READING TEXT
Or you could read my previous response to you, or Warren Buffet's actual article, but somehow, I'm pretty sure it would still escape your primitive reading comprehension and critical thinking skills. There are 6 tax brackets. So when you win 6 star leagues, you continuously get less and less money. Then the decline stops. Now what progressives want to do is tax it up to 90%. So when you win 10 starleagues, you get 10% of your money. Then they also want to tax the money you earn on the side, IE endorsements which are like capital gains. Second of all, the way the tier system works is that its dependent on different sections of the money. The top tier being 90% does NOT mean 90% of your entire government goes to the government. Say the tax brackets were: 1. 0~$10K = 0% 2. $10K~50K = 10% 3. $50K~$100K = 20% 4. $100K+ = 30%
If you made $150,000 a year, that does NOT mean you have to pay $45,000 to the government ($150,000 * 30% = $45,000). The amount you pay is going to be $29,000. The first $10,000 you earn of the $150,000 will be tax free so thats $0 taxes paid. The next $40,000 ($10K to $50K) will be taxed at 10%, meaning you'll pay $4000. The next $50K ($50K to $100K) will be taxed at 20%, meaning youll pay $10,000 of that bringing you to a total of $14,000. The final $50,000 of your $150,000 ($100+) will be taxed at 30%, meaning youll pay $15,000 of that, bringing your total taxes payable to $29,000.

SUPPLIED DATA

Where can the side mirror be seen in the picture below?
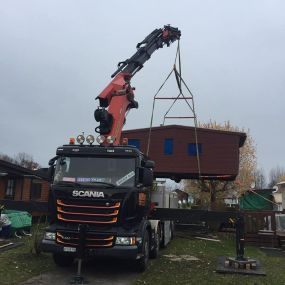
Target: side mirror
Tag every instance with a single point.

TASKS AND EXERCISES
**A)** List each bracket and its rate from the example tax brackets that the tax bracket text proposes.
**B)** Please pick up the tax bracket text after its last sentence and carry it forward.

ANSWERS BY TASK
**A)**
- $0 to $10K: 0%
- $10K to $50K: 10%
- $50K to $100K: 20%
- $100K and up: 30%

**B)**
This is exactly what I just said. If you win your 10th starleague, you get 90% of that starleague's prize money. Ok....so if you opened the spoiler, you will clearly see your quote: [B]On August 17 2011 10:48 hacpee wrote:
Now what progressives want to do is tax it up to 90%. So when you win 10 starleagues, you get 10% of your money. Then they also want to tax the money you earn on the side, IE endorsements which are like capital gains. You said you get 10% of your money Also capital gains are already being taxed. Short term capital gains have been taxed at your earned income tax brackets for a long time. Long-term capital gains have been taxed at significantly reduced rates for a while as well. Imma copy paste my edit from earlier too EDIT: This means that, switching out my fantasy tax brackets for the real current US tax brackets, if you are in the top tax tier you will always have an after-tax income of at LEAST $269,133. All your excess income above the top tier will be taxed at 35%. This is even assuming that you have taken no exemptions, deductions, etc. and that this is all "earned income" rather than other classifications such as "long-term capital gains", which currently get taxed at lower rates. EDIT: and wait wtf? endorsement income is not capital gains If you read earlier, you would see what I meant when I stated that: Nope, its more like you get less prize money the more starleagues you win.That's exactly what we have in this system.
I'll elaborate. These are made up numbers. Make 10k, pay no taxes on it. Make 20k? Pay no taxes on 10k, pay some taxes on 2nd 10k. Make 30k? Pay no taxes on 1st 10k, pay some on 2nd 10k, pay even more on 3rd 10k.
Same thing with my starleague analogy. Win one starleague? Get full prize money. Win two? You get less money on your 2nd. Win three? You get less money on your 3rd. And if progressives have their way, if you win 10 starleagues, you only get to keep 10% of the prize money. Ah yea thats correct, my apologies. Of course the tax brackets are much higher than every 10K but you have the idea right.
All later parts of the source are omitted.